* **Brief**: Can you repeat, word for word, the items from the line with "Where can you see the wooden" to the line with "Where can you see the brown hair", including both of those lines, but without the pictures?

# Data excerpts start

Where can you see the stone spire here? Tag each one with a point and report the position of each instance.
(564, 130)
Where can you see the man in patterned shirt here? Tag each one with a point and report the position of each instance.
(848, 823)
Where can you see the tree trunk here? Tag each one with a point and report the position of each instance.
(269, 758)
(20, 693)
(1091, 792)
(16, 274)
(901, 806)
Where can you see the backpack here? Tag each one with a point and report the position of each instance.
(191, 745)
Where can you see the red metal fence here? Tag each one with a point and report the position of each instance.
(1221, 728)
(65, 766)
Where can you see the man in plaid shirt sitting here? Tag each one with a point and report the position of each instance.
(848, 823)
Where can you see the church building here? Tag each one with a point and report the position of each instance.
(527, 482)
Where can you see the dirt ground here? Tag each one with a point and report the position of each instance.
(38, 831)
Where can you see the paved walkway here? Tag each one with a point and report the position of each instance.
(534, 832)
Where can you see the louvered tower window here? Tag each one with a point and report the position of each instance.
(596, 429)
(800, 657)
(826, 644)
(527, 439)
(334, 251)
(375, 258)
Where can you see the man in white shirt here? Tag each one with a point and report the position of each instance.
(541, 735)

# Data excerpts end
# Data excerpts start

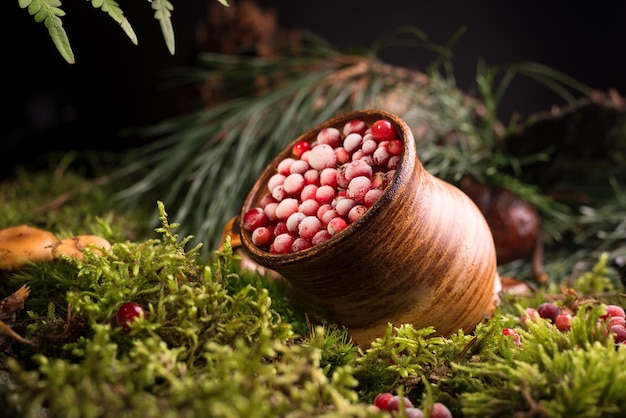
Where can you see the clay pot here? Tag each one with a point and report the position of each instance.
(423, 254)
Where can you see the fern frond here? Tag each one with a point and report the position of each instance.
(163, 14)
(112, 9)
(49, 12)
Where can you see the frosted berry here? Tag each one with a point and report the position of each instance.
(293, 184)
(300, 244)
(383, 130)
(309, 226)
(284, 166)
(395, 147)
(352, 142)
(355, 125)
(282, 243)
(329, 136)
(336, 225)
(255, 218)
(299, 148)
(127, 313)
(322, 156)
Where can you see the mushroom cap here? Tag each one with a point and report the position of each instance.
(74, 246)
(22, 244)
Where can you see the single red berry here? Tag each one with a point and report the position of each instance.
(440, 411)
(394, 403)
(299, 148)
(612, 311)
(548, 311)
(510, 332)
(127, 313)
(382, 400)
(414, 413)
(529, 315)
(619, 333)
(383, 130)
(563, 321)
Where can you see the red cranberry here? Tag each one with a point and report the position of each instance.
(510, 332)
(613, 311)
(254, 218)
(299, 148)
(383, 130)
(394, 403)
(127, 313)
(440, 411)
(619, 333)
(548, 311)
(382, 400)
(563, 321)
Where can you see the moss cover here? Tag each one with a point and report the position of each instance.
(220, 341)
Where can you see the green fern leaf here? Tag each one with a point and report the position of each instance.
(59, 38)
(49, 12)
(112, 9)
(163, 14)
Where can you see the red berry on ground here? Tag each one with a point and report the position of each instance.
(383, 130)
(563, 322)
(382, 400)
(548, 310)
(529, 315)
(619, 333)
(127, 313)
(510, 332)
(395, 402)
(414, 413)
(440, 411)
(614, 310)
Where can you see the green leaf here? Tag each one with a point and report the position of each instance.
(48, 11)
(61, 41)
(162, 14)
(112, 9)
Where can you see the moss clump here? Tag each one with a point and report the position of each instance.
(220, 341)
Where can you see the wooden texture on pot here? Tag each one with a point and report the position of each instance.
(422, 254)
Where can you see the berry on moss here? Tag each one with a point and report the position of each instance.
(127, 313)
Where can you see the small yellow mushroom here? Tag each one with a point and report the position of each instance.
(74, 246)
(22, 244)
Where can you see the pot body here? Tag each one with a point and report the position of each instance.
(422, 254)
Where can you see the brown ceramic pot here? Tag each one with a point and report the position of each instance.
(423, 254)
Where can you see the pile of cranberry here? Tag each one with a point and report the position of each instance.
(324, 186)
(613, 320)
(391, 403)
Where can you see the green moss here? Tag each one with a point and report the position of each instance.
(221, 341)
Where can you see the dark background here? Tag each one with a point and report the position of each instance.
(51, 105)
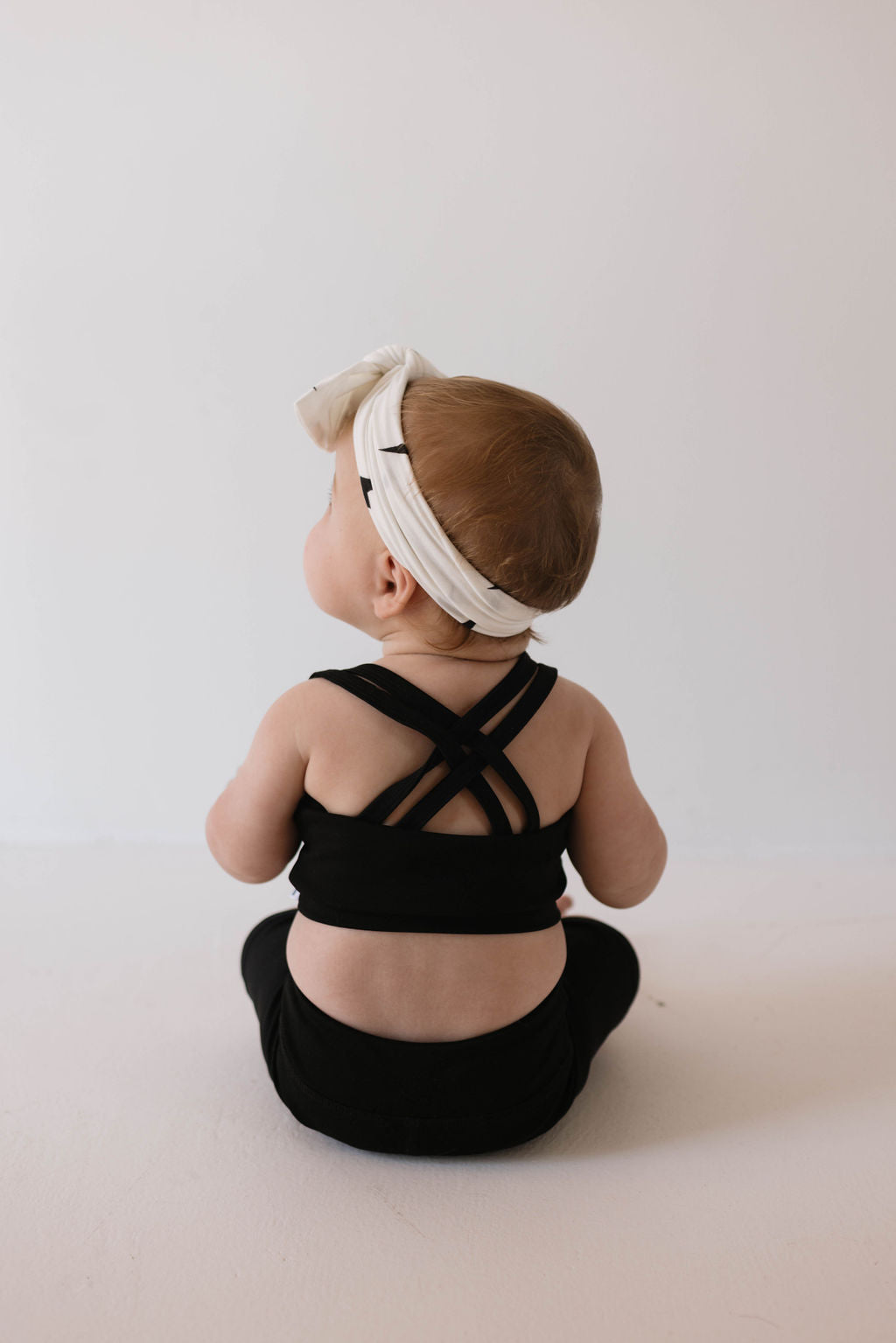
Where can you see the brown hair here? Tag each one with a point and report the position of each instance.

# Data excerpts end
# Data excerpts start

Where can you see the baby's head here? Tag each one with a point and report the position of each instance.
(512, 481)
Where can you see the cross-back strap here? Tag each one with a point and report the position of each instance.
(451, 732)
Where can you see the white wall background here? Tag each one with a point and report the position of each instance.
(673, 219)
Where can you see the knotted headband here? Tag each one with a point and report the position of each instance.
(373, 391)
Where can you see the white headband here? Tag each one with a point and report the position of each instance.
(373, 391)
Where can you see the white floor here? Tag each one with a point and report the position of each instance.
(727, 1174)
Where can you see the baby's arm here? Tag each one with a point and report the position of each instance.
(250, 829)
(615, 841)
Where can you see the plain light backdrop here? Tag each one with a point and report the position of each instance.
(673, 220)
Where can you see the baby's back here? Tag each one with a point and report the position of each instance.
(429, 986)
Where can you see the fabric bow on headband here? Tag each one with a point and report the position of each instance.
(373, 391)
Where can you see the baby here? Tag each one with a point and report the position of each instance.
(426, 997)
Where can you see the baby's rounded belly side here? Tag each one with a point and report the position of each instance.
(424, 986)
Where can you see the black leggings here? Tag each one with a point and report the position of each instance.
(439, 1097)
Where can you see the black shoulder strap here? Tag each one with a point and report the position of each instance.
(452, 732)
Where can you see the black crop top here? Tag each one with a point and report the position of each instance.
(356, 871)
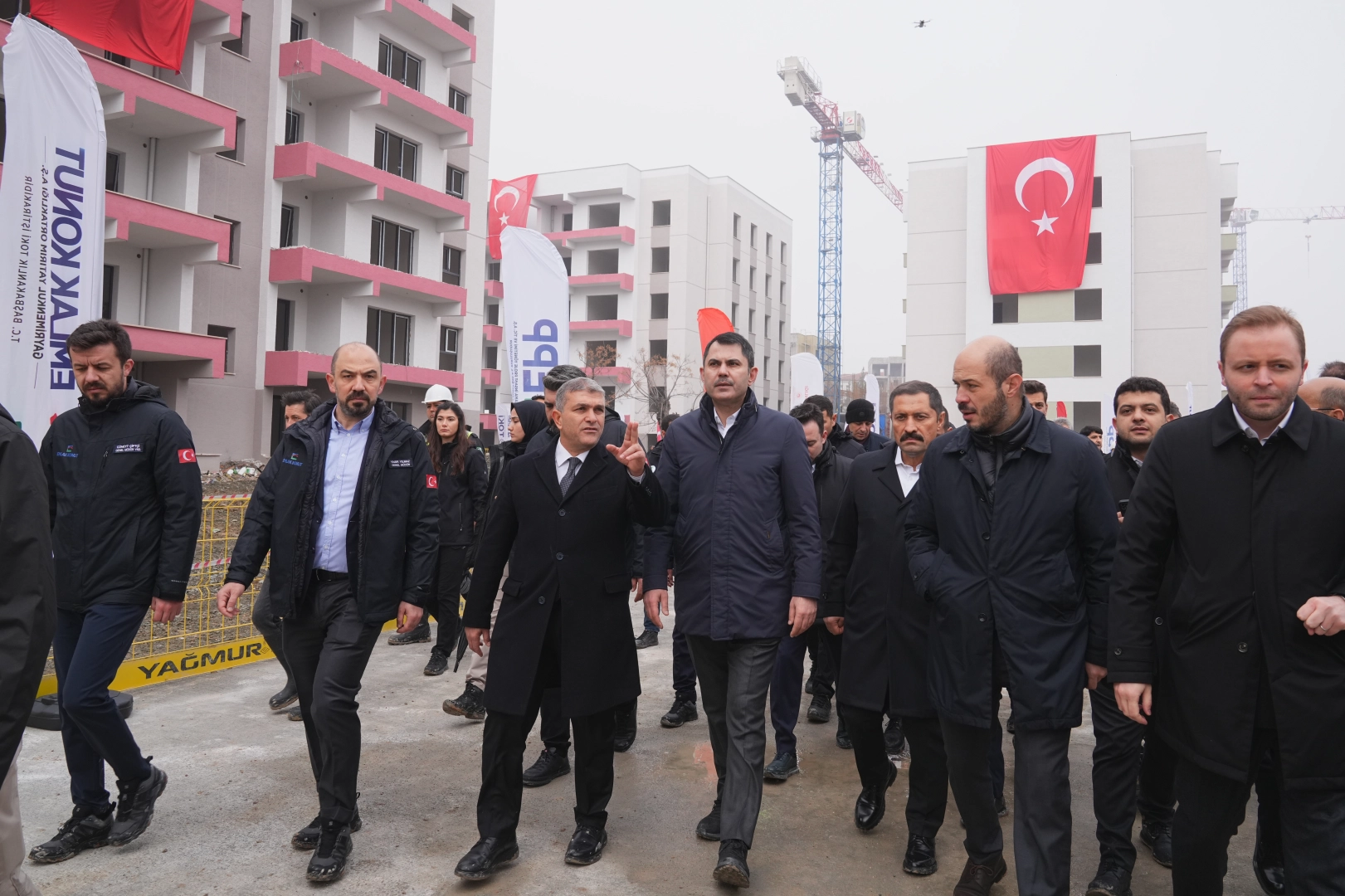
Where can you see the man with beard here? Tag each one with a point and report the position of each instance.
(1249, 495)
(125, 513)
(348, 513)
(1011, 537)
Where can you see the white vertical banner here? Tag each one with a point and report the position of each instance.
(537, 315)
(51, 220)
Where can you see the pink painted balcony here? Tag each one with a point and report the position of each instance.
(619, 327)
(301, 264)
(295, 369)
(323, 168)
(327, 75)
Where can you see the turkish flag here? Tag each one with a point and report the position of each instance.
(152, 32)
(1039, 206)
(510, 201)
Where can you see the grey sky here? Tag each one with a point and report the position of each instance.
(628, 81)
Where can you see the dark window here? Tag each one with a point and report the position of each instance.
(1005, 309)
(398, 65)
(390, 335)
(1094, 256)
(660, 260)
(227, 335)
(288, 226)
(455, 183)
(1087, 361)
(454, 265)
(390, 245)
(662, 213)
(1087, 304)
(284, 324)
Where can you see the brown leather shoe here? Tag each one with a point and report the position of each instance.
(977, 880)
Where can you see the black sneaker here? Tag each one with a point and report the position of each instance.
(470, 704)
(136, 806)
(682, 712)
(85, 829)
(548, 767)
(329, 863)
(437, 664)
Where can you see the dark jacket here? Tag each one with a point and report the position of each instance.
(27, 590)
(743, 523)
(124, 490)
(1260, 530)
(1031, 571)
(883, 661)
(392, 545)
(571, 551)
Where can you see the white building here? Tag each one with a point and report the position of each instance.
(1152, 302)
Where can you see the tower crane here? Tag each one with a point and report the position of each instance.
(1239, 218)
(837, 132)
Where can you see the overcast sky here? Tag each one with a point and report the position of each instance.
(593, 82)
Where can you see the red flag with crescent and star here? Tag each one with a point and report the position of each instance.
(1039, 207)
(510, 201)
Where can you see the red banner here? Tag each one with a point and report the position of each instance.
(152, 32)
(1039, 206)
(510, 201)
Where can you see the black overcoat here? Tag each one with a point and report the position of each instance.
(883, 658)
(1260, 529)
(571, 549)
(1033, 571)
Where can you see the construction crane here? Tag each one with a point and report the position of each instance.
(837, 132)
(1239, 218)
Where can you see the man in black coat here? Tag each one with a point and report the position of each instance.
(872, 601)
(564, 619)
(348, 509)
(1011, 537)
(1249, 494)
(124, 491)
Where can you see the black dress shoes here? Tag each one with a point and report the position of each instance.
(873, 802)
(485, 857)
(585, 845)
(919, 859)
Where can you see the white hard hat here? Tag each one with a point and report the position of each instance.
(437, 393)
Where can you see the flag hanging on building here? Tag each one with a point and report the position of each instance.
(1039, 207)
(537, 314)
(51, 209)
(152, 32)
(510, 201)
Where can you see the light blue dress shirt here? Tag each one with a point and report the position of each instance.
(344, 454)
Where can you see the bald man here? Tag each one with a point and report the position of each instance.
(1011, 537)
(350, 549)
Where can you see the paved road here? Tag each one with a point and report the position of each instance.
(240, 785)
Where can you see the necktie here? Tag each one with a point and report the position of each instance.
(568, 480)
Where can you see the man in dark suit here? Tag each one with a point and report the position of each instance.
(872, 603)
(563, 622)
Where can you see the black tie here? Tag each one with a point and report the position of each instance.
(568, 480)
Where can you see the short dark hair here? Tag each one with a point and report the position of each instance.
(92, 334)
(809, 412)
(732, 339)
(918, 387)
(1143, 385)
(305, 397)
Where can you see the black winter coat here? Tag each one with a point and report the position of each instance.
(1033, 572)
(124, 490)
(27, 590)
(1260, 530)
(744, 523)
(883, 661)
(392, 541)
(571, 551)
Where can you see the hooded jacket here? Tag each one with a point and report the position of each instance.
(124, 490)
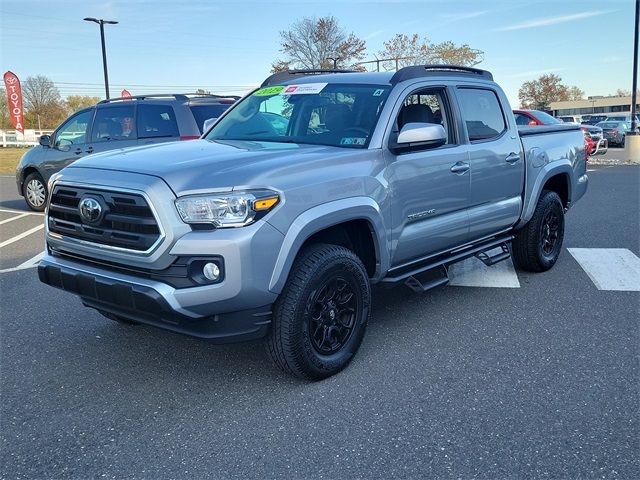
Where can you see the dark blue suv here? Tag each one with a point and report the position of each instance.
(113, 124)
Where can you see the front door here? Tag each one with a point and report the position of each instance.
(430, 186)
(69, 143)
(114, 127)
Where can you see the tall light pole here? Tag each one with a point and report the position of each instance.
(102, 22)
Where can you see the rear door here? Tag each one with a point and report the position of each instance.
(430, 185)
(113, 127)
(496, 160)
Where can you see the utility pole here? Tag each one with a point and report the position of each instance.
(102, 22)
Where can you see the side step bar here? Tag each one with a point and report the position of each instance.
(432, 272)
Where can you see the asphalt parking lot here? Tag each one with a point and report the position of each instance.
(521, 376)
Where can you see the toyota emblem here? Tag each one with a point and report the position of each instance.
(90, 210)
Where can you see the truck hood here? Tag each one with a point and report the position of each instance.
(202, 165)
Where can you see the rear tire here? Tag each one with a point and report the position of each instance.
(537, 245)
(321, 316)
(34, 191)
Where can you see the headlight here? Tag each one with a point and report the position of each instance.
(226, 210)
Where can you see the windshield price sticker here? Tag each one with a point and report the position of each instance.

# Data excerpts end

* **Solution to this exercise**:
Where can you see the wooden texture on pot here? Tag each one with a point and report the position of each instance.
(422, 254)
Where can you see the berry on moss here? Tag each one with a point and report the position of each instance.
(127, 313)
Where can you see the small yellow mushroom here? Tag each one with a point and report the position of each instance.
(74, 246)
(22, 244)
Where can you see the pot body here? Tag each one with a point and report the position of each instance.
(422, 254)
Where can you see the brown ceramic pot here? Tag each one with a point and report the position of each instance.
(423, 254)
Where can you see the pile of cranberry here? Tag each one with a point and report the position of each instance.
(324, 186)
(613, 320)
(391, 403)
Where can you see the green moss here? Tag each one with a point and report the position of each instance.
(221, 341)
Where can you see the dark background here? Tag each one with a point and report the position of each instance.
(51, 105)
Where can you see the brown hair here? Tag each one with a point and report the position of each instance.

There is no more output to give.